**Prompt A:** Reproduce the passage of the review of Adam Bateman's sculptures between "At Artlex you’ll" and "place or experience.", inclusive.
**Prompt B:** Proceed with the review of Adam Bateman's book sculptures, picking up after its final sentence.

**Source document:**
⁂

Adam Bateman . . . from page 1
Bateman’s works are referred to as “minimalist” -- a good enough guidepost, but one, I think, which is inadequate or which will lead you to only a partial view of the works. Take a moment and google “minimalism” and you’ll begin to get a general sense of what we are talking about.
At Artlex you’ll find the following: "Minimalism- A twentieth century art movement and style stressing the idea of reducing a work of art to the minimum number of colors, values, shapes, lines and textures. No attempt is made to represent or symbolize any other object or experience. It is sometimes called ABC art, minimal art, reductivism, and rejective art."
Bateman certainly reduces the means of his creative process, using little color or shape. But I doubt you can experience these works and not be taken to any symbolic place or experience.
Though books, in some circles, may be on their way to becoming anachronisms, it is the experience that everyone, or almost anyone, has had with a book that makes Bateman’s work effective. (It was a lazy Saturday afternoon as I looked at Literal Sculptures at the Kimball, and a family with preteen children came into the sparse exhibit. The kids couldn’t quit talking about how “cool” it was. I really doubt that the reaction would have been the same if the sculptures had been created out of stacks of shipping crates or even Campbell soup cans.) Whether our experience with books is that of cheap paperback novels, like those used in Bateman’s “All Our Tomorrows,” |1| or dense law tomes such as appear sporadically in “Secondary Structure (How Not To Be Cowed),” we have all had the experience of that small physical object, the book, taking us to the vast experiences of the mind.

⁂

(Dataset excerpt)

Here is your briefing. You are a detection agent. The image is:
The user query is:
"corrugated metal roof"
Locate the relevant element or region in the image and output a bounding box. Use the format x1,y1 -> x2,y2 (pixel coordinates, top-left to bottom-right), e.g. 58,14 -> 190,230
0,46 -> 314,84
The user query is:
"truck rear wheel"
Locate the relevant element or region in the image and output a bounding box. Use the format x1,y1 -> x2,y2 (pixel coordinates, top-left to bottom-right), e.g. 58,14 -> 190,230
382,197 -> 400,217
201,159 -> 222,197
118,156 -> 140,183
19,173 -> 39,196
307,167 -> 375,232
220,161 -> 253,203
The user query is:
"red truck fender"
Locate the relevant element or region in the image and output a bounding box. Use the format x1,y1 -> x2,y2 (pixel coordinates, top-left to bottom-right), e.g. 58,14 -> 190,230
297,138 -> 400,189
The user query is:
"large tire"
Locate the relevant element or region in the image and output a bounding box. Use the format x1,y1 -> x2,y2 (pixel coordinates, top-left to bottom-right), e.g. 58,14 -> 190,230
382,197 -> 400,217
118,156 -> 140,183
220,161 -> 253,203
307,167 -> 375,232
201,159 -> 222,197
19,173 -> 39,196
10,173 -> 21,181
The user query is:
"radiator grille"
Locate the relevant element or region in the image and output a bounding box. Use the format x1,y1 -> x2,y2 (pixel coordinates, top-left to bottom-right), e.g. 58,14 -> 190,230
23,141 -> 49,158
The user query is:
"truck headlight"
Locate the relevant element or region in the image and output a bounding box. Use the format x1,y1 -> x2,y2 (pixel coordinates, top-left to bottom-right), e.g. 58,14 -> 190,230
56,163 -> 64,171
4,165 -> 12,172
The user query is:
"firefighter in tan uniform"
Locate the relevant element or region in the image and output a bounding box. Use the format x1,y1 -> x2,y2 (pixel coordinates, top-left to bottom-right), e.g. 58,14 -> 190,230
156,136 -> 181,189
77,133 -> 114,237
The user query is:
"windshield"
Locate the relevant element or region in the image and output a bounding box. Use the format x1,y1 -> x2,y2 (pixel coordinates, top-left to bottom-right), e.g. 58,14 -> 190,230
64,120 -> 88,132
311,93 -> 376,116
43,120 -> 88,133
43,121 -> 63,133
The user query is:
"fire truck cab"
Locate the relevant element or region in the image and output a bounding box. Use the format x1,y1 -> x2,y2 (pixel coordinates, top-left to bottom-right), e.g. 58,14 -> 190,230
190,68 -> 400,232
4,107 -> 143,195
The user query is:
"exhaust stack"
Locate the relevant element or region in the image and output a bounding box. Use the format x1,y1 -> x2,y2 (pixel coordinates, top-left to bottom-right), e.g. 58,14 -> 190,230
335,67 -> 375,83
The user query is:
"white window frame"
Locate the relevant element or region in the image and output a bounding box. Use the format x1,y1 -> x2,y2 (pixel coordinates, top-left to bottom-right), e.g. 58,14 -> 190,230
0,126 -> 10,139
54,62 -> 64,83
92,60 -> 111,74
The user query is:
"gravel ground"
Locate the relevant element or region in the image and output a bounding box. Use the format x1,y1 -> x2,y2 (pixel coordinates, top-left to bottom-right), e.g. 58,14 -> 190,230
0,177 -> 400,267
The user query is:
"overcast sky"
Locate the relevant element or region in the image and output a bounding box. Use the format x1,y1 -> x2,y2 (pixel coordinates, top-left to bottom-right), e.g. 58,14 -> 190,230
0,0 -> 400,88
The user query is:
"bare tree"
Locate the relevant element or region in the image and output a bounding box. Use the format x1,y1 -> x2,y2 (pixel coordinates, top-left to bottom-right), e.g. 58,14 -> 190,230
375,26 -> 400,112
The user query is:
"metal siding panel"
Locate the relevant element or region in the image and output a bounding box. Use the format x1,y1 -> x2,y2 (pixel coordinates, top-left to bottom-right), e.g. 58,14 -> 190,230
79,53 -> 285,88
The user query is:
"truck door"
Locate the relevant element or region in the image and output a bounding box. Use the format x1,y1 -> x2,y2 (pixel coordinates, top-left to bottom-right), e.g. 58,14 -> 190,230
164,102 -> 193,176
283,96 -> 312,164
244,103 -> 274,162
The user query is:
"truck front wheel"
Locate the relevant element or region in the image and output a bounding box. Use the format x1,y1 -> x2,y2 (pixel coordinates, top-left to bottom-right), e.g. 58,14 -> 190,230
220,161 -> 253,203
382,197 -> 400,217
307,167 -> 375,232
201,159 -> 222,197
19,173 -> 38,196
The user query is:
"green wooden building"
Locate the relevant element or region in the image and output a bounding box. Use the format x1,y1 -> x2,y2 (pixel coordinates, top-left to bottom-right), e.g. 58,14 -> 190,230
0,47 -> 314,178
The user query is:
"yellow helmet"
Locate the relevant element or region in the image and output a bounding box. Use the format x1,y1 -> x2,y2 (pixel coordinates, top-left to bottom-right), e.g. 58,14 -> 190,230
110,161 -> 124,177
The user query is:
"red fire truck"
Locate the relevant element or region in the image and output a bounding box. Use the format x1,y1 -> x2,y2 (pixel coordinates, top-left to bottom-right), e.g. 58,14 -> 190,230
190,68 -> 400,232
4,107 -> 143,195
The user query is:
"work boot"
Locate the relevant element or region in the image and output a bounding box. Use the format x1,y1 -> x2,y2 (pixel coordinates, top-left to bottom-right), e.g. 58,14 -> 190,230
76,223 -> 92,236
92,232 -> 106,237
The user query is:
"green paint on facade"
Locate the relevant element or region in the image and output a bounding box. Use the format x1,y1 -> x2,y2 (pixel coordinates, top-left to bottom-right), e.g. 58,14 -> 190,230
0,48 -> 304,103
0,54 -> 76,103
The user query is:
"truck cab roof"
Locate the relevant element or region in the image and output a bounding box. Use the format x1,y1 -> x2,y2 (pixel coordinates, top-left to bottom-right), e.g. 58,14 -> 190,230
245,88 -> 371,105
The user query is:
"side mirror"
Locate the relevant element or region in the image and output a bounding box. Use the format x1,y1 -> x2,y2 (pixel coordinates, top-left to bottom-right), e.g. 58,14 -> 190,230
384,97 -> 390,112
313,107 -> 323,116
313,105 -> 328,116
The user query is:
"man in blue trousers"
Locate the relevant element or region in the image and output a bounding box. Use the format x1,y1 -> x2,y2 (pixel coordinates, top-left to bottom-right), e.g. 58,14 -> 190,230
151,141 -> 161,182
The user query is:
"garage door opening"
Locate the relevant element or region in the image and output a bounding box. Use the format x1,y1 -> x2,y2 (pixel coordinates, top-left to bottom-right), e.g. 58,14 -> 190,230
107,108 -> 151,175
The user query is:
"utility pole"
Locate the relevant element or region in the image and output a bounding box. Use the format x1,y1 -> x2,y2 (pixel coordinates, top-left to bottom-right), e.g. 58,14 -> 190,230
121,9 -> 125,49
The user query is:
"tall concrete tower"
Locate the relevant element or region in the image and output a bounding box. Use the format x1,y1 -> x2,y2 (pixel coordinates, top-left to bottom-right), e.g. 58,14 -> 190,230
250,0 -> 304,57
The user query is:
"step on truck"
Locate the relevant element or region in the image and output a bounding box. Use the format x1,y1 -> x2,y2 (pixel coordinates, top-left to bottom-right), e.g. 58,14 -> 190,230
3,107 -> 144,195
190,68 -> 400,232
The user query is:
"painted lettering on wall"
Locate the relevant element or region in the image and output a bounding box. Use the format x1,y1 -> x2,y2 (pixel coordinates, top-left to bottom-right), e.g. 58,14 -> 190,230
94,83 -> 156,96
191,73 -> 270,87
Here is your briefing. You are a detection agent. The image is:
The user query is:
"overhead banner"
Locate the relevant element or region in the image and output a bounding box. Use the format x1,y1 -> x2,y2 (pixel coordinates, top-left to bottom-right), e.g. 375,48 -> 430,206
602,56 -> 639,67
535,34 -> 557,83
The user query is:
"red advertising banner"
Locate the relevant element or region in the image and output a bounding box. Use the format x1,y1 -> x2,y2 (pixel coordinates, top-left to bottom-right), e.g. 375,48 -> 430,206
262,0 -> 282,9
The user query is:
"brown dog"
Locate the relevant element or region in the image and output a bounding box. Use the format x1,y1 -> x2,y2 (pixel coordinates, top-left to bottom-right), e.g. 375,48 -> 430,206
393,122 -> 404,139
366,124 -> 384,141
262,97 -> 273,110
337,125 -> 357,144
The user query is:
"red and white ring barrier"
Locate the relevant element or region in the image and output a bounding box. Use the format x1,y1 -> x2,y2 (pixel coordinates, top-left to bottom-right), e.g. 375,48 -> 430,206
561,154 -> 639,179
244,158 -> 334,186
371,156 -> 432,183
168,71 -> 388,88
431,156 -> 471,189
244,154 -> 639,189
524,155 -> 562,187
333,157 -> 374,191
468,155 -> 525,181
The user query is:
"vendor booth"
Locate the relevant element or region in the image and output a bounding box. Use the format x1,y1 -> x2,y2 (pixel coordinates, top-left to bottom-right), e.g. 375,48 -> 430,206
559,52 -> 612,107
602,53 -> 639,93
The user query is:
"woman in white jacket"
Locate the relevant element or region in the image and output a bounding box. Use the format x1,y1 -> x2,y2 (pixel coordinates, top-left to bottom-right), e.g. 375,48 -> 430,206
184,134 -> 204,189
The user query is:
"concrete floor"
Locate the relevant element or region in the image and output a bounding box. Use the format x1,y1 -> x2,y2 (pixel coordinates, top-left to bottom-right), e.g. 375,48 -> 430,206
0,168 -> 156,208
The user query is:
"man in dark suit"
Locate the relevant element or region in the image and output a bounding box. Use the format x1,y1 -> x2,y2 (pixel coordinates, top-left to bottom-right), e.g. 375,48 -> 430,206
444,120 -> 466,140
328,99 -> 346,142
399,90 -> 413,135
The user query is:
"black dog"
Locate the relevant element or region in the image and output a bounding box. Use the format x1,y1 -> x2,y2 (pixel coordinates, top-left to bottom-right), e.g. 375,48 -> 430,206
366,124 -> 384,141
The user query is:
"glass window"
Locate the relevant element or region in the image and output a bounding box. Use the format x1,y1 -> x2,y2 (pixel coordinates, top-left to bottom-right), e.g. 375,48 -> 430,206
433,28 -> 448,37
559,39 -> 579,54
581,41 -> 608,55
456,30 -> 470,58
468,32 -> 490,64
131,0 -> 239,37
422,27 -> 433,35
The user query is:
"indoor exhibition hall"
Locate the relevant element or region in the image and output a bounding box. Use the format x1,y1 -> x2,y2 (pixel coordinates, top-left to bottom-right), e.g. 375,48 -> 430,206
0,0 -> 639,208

⁂

**Expected output A:**
At Artlex you’ll find the following: "Minimalism- A twentieth century art movement and style stressing the idea of reducing a work of art to the minimum number of colors, values, shapes, lines and textures. No attempt is made to represent or symbolize any other object or experience. It is sometimes called ABC art, minimal art, reductivism, and rejective art."
Bateman certainly reduces the means of his creative process, using little color or shape. But I doubt you can experience these works and not be taken to any symbolic place or experience.

**Expected output B:**
Books are simultaneously dense and light. Just look at the sculptures, the weigh books sag and bend beneath the weight of their comrades. You see and feel the weight of the pieces. But you also “know” books and that is why they remain, in a sense, light. For they are filled with words and words are about density and lightness -- the dense opaqueness of the ink floating across the light and infinite surface of the white paper. A book is as much about the margins and the spaces the reading between the lines as it is about the black ink on the page.
Though sometimes Bateman creates spheres, waves and spirals with his book sculptures, in the Kimball exhibition he relies almost entirely on straight angles: two massive cubes, rectangular mats of tiny letters on the center’s floor, and straight stacks of paperbacks on bookshelves.
Looking at some of the patterns in “Secondary Structure (The Word, The Flesh and Father Smith),” |2| I can’t help but think of Dubuffet’s Hourloupe series. This sculpture is a massive eight by eight by eight-foot cube. Lit from just one side (or at least it was when I was visiting), each corner slips into a relative degree of darkness, making me think of our space age vision of a sunlit earth, seen in the four corner framework of the ancient Greeks or Navajo. |3| A smaller (6’x 6’x6’), though similar sculpture, “How Not To Be Cowed” is installed nearby, a satellite or smaller planet to its larger neighbor. The planet motif is echoed by a spherical work, “Sphere #5,” but in the straight-line context of the installation, this piece feels out of place.
In three works related to the book sculptures, Bateman moves one step down on the linguistic hierarchy, creating works using letters black pasta letters rather than books. They are preserved in canning jars evoking the unused forces of language? |4| or, in "Accumulaton 1 & 2", spread on the floor in a rectangle not unlike a Buddhist sand painting.|5|
In his piece, “Custard Died For Your Sins,” |6| we recognize the colored pages of cheap paperback novels, evoking countless cowboy adventures designed to be consumed and discarded. But look at the underside |7| and you’ll see the paperback of the work’s title. With the subtitle, “An Indian Manifesto,” it is the underside of the romantic dime-store version of the American West.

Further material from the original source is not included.